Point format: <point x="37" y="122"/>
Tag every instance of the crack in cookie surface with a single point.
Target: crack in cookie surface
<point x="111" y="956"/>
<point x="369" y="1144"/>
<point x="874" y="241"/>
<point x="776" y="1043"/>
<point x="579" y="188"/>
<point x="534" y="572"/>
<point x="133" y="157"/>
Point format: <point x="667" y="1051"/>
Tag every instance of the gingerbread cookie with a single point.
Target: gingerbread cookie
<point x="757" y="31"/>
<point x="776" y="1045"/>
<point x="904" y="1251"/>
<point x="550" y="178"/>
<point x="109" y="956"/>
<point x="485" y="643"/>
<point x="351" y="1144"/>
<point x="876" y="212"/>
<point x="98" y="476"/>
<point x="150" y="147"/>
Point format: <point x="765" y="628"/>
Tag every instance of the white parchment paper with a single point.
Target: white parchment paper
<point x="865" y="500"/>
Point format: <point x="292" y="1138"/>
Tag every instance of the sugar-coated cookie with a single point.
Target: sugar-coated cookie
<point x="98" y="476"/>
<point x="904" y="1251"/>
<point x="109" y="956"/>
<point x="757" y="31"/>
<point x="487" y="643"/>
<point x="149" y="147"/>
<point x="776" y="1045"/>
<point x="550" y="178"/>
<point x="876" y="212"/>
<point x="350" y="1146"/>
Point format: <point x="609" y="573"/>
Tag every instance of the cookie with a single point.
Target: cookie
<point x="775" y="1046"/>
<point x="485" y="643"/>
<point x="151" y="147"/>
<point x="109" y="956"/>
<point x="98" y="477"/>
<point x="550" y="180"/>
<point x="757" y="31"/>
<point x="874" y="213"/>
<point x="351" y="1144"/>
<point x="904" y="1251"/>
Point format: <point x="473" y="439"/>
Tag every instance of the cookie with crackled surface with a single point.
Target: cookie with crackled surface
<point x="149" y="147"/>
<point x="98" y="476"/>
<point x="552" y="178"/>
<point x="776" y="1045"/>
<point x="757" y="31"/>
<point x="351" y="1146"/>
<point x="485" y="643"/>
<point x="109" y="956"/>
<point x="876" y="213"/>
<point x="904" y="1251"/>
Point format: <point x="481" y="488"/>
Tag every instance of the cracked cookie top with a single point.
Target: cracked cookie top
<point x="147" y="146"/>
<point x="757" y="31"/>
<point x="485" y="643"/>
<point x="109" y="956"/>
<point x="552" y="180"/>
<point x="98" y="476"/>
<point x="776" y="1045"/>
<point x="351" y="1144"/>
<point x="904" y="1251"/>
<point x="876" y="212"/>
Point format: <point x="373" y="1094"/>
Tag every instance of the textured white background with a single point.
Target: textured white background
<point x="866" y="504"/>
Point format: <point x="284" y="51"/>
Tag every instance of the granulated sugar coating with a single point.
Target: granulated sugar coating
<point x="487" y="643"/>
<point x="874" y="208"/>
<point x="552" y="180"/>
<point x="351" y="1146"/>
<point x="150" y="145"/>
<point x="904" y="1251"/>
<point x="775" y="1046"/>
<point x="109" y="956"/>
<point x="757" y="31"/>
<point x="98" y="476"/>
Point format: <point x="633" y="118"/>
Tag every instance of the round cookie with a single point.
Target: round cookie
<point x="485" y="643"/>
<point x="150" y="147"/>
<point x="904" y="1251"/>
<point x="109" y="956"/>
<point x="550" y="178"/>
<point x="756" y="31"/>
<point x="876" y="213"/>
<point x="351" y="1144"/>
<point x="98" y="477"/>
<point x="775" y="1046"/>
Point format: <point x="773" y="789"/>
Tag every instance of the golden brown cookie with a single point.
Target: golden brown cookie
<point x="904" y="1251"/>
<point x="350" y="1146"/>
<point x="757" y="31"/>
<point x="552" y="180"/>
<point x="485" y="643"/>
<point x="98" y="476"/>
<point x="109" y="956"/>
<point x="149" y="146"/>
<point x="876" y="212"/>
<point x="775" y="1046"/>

THE EXERCISE
Each line of the material should be duplicated exactly, please.

RESPONSE TO THE TASK
Point format: <point x="37" y="122"/>
Tag every instance of the crack in cookie surface with a single point.
Target: crack in cookie surface
<point x="111" y="956"/>
<point x="369" y="1144"/>
<point x="874" y="241"/>
<point x="776" y="1043"/>
<point x="579" y="188"/>
<point x="534" y="572"/>
<point x="133" y="157"/>
Point format: <point x="667" y="1051"/>
Tag every instance of the gingerbread cookie with a single point.
Target: gingerbread cookie
<point x="757" y="31"/>
<point x="776" y="1045"/>
<point x="904" y="1251"/>
<point x="550" y="178"/>
<point x="109" y="956"/>
<point x="485" y="643"/>
<point x="351" y="1144"/>
<point x="876" y="212"/>
<point x="98" y="476"/>
<point x="150" y="147"/>
Point format: <point x="765" y="628"/>
Tag every instance of the white parchment paper with a single point.
Target: white parchment paper
<point x="865" y="500"/>
Point format: <point x="292" y="1138"/>
Tag every instance of the sugar-coated cookie with a single point.
Target: sugar-coated cookie
<point x="98" y="476"/>
<point x="904" y="1251"/>
<point x="109" y="956"/>
<point x="757" y="31"/>
<point x="487" y="643"/>
<point x="149" y="147"/>
<point x="776" y="1045"/>
<point x="550" y="178"/>
<point x="876" y="212"/>
<point x="350" y="1146"/>
Point format: <point x="609" y="573"/>
Tag every instance of the cookie with a single point.
Target: cookie
<point x="775" y="1046"/>
<point x="485" y="643"/>
<point x="151" y="147"/>
<point x="109" y="956"/>
<point x="98" y="477"/>
<point x="550" y="180"/>
<point x="757" y="31"/>
<point x="874" y="213"/>
<point x="351" y="1144"/>
<point x="904" y="1251"/>
Point format: <point x="473" y="439"/>
Tag every instance of the cookie with crackled surface with a single point.
Target: cookie with crackled surface
<point x="149" y="147"/>
<point x="98" y="476"/>
<point x="552" y="178"/>
<point x="776" y="1045"/>
<point x="757" y="31"/>
<point x="351" y="1146"/>
<point x="485" y="643"/>
<point x="109" y="956"/>
<point x="876" y="213"/>
<point x="904" y="1251"/>
Point format: <point x="481" y="488"/>
Tag every instance of the cracked cookie top with a single point.
Target: cracked cookie top
<point x="147" y="146"/>
<point x="757" y="31"/>
<point x="485" y="643"/>
<point x="109" y="956"/>
<point x="552" y="180"/>
<point x="98" y="476"/>
<point x="776" y="1045"/>
<point x="351" y="1144"/>
<point x="904" y="1251"/>
<point x="876" y="212"/>
Point format: <point x="373" y="1094"/>
Tag every instance of the textured white background with a single point.
Target: textured white background
<point x="866" y="504"/>
Point format: <point x="284" y="51"/>
Tag every instance of the granulated sugar coating with a single point.
Target: granulated sugar coating
<point x="487" y="643"/>
<point x="874" y="208"/>
<point x="552" y="180"/>
<point x="351" y="1146"/>
<point x="150" y="145"/>
<point x="904" y="1251"/>
<point x="775" y="1046"/>
<point x="109" y="956"/>
<point x="757" y="31"/>
<point x="98" y="476"/>
Point format: <point x="633" y="118"/>
Tag every instance of the round cookie with a single point.
Target: round cookie
<point x="485" y="643"/>
<point x="150" y="147"/>
<point x="904" y="1251"/>
<point x="109" y="956"/>
<point x="550" y="178"/>
<point x="756" y="31"/>
<point x="876" y="213"/>
<point x="351" y="1144"/>
<point x="98" y="477"/>
<point x="775" y="1046"/>
Point format: <point x="773" y="789"/>
Tag every instance of the golden brown cookie with a single point.
Target: golden brown cookie
<point x="904" y="1251"/>
<point x="350" y="1146"/>
<point x="757" y="31"/>
<point x="552" y="180"/>
<point x="485" y="643"/>
<point x="98" y="476"/>
<point x="109" y="956"/>
<point x="149" y="146"/>
<point x="876" y="212"/>
<point x="775" y="1046"/>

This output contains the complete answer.